** Task inputs follows **
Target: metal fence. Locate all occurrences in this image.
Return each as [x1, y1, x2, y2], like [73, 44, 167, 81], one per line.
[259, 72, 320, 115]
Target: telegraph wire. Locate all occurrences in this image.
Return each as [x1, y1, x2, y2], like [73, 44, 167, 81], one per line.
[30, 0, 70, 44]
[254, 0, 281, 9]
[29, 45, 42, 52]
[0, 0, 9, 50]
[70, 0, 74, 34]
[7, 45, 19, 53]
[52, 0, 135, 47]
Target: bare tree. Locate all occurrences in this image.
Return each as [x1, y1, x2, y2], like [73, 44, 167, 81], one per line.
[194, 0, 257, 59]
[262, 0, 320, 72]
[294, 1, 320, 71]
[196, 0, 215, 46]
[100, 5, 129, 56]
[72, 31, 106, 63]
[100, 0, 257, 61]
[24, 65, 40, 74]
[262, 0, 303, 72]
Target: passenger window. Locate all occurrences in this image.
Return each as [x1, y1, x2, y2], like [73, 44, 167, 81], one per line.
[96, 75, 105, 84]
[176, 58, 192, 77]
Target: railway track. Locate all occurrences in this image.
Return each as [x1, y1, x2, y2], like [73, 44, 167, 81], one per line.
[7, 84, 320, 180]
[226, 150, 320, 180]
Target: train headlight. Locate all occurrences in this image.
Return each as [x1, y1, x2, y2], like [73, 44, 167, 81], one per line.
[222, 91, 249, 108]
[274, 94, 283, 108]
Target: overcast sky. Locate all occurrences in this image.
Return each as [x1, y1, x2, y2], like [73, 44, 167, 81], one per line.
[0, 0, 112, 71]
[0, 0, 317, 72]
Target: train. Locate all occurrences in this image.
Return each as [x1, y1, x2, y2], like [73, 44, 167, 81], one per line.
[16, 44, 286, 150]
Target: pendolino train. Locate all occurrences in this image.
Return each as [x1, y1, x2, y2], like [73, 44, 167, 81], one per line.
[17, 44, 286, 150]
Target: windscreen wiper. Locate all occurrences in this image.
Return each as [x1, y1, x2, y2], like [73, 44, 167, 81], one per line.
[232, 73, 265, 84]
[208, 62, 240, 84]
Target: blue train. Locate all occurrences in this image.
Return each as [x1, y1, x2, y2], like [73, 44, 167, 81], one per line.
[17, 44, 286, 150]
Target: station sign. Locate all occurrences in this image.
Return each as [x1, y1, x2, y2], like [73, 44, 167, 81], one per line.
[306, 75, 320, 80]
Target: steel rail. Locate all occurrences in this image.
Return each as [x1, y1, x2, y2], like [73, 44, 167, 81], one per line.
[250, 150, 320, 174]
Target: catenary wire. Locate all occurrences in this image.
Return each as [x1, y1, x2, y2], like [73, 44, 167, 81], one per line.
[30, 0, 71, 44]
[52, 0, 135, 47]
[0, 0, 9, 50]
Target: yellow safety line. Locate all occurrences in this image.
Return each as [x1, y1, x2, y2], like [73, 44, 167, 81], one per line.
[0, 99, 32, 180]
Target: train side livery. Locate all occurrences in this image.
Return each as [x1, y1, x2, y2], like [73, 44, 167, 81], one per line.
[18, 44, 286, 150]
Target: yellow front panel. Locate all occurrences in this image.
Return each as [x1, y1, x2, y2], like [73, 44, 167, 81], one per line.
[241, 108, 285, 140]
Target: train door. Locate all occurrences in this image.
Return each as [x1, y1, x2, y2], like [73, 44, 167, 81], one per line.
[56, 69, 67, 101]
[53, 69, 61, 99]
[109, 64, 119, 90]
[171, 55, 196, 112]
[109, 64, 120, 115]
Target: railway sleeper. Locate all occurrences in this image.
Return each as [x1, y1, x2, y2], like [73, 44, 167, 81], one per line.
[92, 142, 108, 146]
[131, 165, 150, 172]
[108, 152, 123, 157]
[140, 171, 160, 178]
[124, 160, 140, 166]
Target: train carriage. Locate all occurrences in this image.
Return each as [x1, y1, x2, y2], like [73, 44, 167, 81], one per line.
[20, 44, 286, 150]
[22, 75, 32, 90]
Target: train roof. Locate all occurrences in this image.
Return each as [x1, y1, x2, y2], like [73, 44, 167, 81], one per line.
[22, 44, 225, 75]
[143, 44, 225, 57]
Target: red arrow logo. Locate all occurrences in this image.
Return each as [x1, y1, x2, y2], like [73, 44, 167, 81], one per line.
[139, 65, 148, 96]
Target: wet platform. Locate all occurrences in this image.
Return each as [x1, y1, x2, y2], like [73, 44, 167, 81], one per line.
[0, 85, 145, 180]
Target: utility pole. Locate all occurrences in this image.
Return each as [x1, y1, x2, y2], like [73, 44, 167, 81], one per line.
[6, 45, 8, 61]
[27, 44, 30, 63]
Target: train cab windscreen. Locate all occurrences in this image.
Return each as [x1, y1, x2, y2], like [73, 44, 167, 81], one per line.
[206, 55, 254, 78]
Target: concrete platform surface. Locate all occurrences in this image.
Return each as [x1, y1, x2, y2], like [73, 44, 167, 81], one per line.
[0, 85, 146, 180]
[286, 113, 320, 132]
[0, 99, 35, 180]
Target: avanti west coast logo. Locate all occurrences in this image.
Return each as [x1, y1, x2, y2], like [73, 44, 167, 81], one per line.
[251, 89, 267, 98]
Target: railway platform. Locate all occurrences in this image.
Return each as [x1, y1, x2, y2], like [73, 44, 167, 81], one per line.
** End of Task inputs **
### Required work
Begin at the line that has "Target: yellow front" in the entries above; stop after the line that has "Target: train roof.". Transcribe exactly those lines and no others.

### Response for this exercise
Target: yellow front panel. Locate all occurrences in this image.
Return each as [x1, y1, x2, y2], like [73, 44, 167, 81], one per line.
[241, 108, 285, 140]
Target: train door. Locate all occurrences in this image.
Return each as [x1, y1, x2, y2], like [73, 44, 167, 81], one per line.
[56, 69, 67, 101]
[53, 69, 61, 99]
[109, 64, 119, 90]
[171, 55, 196, 112]
[109, 64, 120, 115]
Target: railway sleeper. Locate all occurrences in this image.
Return each as [x1, y1, x2, y2], like [73, 44, 167, 81], one per line.
[92, 142, 108, 146]
[131, 165, 150, 172]
[108, 152, 123, 157]
[140, 171, 160, 178]
[124, 160, 140, 166]
Target: train carriage. Locate all occurrences in this image.
Return each as [x1, y1, x2, y2], like [73, 44, 167, 81], one per line.
[20, 44, 286, 150]
[22, 75, 32, 90]
Target: train roof. Locate all occurrences in this image.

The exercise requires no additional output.